= EXTRAIT DU DOCUMENT =

══════

Vatican II a rendu facultative la remise du vêtement blanc pour les adultes (Rituel n° 226) et les enfants en âge scolaire (Rituel n° 116). Cela se comprend puisque ce symbole ne parle bien qu’associé à celui du dépouillement, montrant le passage de l’homme ancien à l’homme nouveau. C’est le cas dans le baptême par immersion. Dans le rite de l’ablution, plus fréquent, pourquoi ne pas imaginer un geste qui signifierait l’abandon du vêtement ancien et manifesterait mieux, par contraste, le passage à un nouveau vêtement ? Il faut au moins veiller à ce que le vêtement blanc soit mis à ce moment de la célébration et non dès le début.

Comment faire ? Il est bon de prévoir une table, avec un matelas, pour habiller le petit enfant facilement. Normalement la marraine (ou le parrain) accomplit ce geste. Le rituel propose de chanter : « Vous tous qui avez été baptisés dans le Christ, vous avez revêtu le Christ, alléluia », qui permet à l’assemblée une participation joyeuse.

Quel vêtement ? Un vêtement facile à enfiler et suffisamment enveloppant pour remplacer les anciens vêtements (et recouvrir ceux qui ont été conservés). Quelquefois, la marraine aime l’offrir elle-même, ou la famille transmet une robe de baptême, portée lors du baptême de l’arrière-grand mère à celui du petit frère : elle est alors signe de la foi, de l’Évangile, transmis de génération en génération. Certaines paroisses ont fait confectionner de petites aubes : le vêtement est ainsi transmis par la communauté chrétienne.

══════

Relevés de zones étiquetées
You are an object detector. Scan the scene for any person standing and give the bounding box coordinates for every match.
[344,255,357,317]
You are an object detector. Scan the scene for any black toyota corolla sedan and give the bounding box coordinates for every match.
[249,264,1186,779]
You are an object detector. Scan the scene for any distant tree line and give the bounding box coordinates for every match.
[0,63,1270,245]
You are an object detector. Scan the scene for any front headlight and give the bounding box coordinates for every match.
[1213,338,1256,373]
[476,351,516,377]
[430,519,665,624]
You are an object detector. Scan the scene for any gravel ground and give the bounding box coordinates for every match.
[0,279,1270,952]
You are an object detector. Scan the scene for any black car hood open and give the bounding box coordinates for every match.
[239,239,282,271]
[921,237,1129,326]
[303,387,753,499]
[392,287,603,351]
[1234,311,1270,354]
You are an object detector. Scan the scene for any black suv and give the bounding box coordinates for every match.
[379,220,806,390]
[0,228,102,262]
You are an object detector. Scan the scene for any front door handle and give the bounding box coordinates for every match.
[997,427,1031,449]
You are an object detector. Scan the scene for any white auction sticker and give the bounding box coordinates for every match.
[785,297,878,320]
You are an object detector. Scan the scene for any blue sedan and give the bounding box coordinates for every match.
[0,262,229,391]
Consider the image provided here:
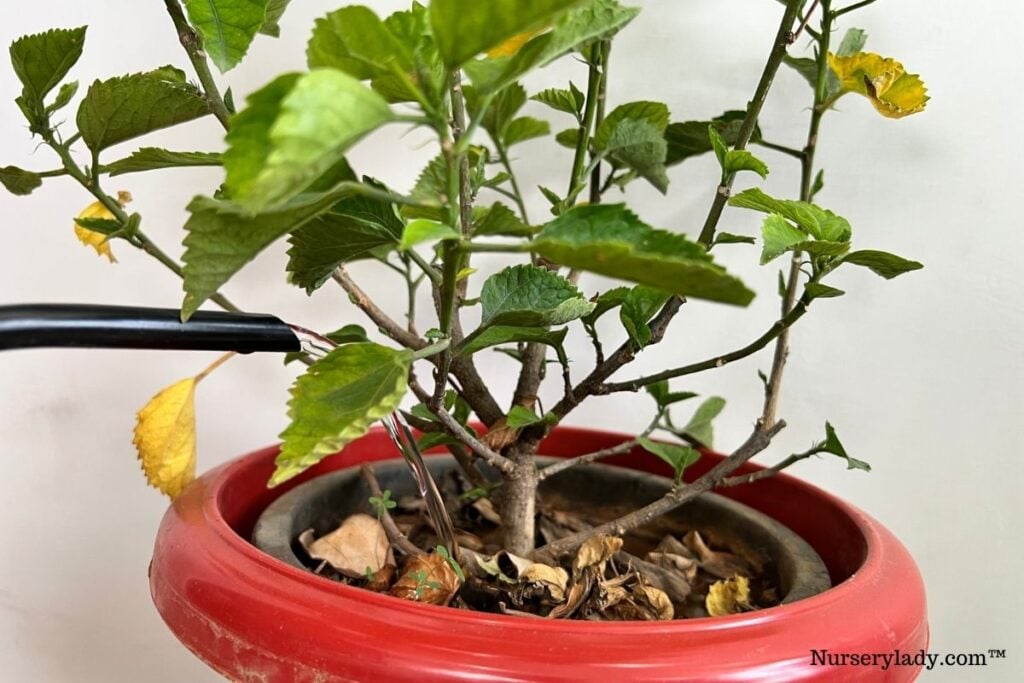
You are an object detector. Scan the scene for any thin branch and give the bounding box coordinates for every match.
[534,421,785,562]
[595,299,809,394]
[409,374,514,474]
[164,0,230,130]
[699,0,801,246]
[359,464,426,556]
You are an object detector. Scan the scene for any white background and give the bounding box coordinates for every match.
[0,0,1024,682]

══════

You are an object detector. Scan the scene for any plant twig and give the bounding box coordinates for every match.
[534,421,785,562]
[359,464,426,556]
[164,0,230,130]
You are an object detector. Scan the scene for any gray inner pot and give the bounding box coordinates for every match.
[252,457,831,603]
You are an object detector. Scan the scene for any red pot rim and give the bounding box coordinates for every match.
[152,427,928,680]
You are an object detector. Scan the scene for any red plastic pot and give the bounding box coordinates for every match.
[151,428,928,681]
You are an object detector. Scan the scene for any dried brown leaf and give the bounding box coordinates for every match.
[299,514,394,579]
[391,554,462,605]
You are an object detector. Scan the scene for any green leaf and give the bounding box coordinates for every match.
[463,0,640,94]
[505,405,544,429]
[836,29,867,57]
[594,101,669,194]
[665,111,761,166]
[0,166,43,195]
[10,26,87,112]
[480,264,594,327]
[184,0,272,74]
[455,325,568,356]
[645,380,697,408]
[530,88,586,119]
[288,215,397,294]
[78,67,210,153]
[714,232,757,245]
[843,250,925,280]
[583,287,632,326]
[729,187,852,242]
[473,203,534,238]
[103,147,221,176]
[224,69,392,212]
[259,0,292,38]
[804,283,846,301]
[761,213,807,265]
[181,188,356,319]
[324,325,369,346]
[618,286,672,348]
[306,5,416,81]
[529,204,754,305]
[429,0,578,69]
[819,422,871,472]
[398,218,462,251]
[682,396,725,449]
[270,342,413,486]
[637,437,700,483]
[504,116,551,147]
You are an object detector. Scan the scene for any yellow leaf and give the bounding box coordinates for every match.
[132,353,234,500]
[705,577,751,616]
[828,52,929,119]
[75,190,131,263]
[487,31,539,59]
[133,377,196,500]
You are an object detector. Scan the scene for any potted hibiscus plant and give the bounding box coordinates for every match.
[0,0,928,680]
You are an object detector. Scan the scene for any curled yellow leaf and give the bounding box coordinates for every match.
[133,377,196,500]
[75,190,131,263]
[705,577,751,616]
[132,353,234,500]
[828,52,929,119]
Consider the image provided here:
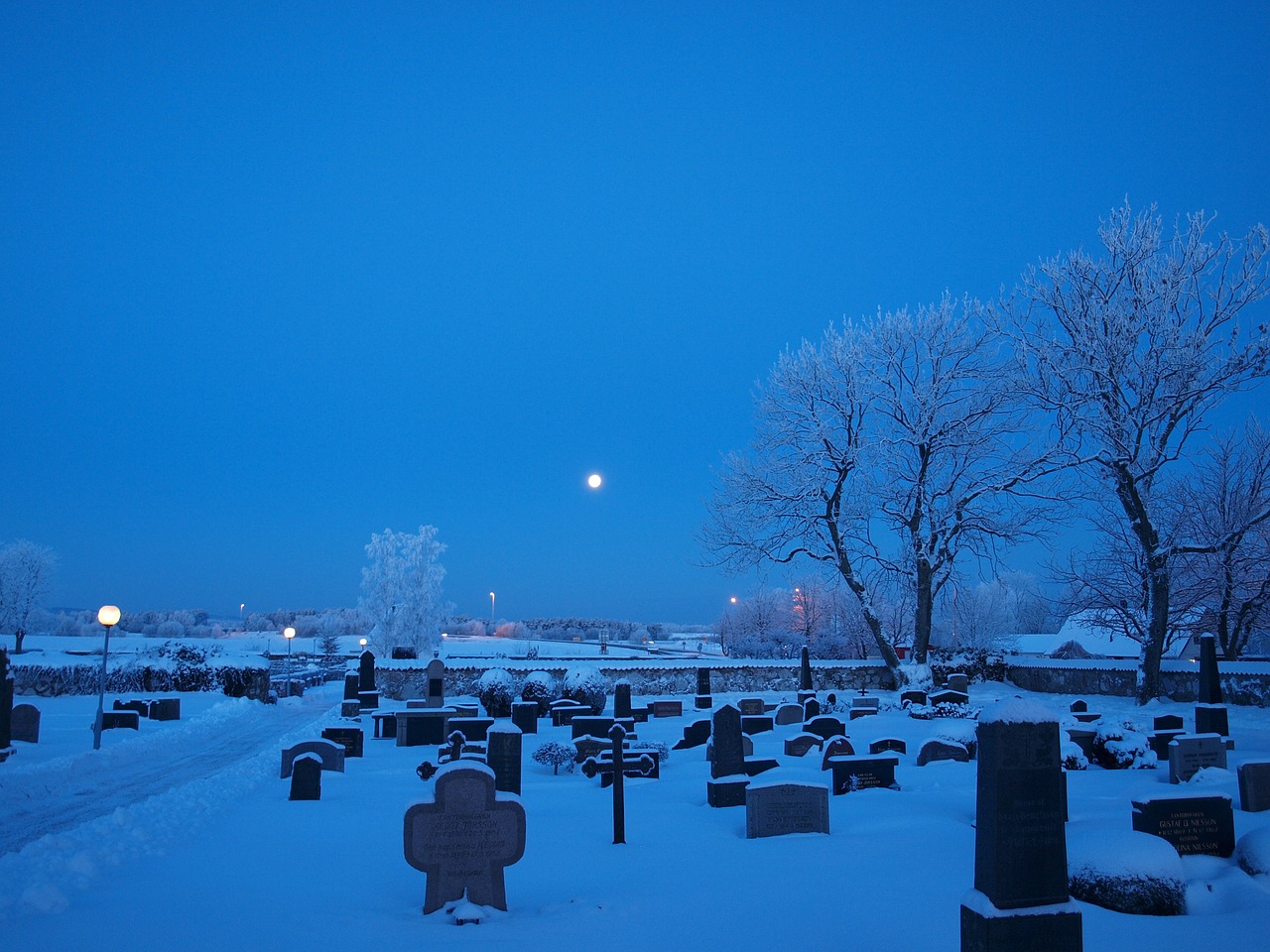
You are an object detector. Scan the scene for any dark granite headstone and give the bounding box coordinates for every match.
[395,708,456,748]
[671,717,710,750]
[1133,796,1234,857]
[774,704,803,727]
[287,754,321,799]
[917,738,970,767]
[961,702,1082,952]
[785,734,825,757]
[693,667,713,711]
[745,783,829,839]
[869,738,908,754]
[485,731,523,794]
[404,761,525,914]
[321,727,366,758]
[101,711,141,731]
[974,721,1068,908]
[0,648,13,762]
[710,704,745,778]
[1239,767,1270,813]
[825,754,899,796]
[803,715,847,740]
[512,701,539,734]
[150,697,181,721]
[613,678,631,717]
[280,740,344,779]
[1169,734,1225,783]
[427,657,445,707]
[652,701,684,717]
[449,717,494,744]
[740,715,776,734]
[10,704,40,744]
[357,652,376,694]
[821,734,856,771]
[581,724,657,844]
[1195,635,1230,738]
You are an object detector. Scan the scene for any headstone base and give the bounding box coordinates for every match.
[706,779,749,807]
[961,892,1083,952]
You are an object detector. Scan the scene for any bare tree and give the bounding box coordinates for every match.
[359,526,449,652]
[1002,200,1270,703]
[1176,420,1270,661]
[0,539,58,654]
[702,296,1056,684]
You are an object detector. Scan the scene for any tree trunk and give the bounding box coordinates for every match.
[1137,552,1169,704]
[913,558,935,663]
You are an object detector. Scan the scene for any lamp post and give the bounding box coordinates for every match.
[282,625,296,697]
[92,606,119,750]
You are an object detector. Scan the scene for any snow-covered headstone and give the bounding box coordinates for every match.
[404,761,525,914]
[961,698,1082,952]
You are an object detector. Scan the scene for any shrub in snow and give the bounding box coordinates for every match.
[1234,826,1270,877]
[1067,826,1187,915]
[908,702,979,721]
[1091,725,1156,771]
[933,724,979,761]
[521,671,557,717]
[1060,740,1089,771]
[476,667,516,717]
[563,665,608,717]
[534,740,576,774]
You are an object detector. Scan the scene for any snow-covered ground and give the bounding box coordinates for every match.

══════

= À FAIRE =
#1 Recopiez le passage de l'extrait sur le vêtement blanc du baptême, de « Vatican II a » à « dès le début. ».
#2 D'après l'extrait sur le vêtement blanc du baptême, qui accomplit normalement le geste d'habiller le petit enfant ?
Les entrées forment un matériau distinct de l'extrait.

= RÉPONSES PAR CONSIGNE =
#1
Vatican II a rendu facultative la remise du vêtement blanc pour les adultes (Rituel n° 226) et les enfants en âge scolaire (Rituel n° 116). Cela se comprend puisque ce symbole ne parle bien qu’associé à celui du dépouillement, montrant le passage de l’homme ancien à l’homme nouveau. C’est le cas dans le baptême par immersion. Dans le rite de l’ablution, plus fréquent, pourquoi ne pas imaginer un geste qui signifierait l’abandon du vêtement ancien et manifesterait mieux, par contraste, le passage à un nouveau vêtement ? Il faut au moins veiller à ce que le vêtement blanc soit mis à ce moment de la célébration et non dès le début.

#2 La marraine (ou le parrain).